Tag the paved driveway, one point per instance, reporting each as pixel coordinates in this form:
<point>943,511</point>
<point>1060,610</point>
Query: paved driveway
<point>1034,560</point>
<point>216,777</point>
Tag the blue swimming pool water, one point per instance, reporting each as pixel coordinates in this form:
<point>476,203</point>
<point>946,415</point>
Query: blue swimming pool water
------------------------
[ASSIGNMENT]
Set down nothing but the lines from the one containing "<point>946,415</point>" through the end of the entries above, exactly as written, both ends counted.

[RESPONSE]
<point>946,415</point>
Query: blue swimming pool water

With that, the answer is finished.